What to produce —
Reproduce every one of the following rows verbatim, with no alterations.

Listing —
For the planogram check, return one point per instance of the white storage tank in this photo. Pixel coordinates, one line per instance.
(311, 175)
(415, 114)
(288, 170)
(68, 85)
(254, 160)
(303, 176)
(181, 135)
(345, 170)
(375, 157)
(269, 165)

Exercise response —
For the planogram check, return one point per instance of the white storage tank in this photo. Pixel coordinates, one line per instance.
(311, 175)
(415, 114)
(288, 170)
(68, 85)
(254, 160)
(303, 176)
(181, 135)
(345, 170)
(375, 157)
(269, 165)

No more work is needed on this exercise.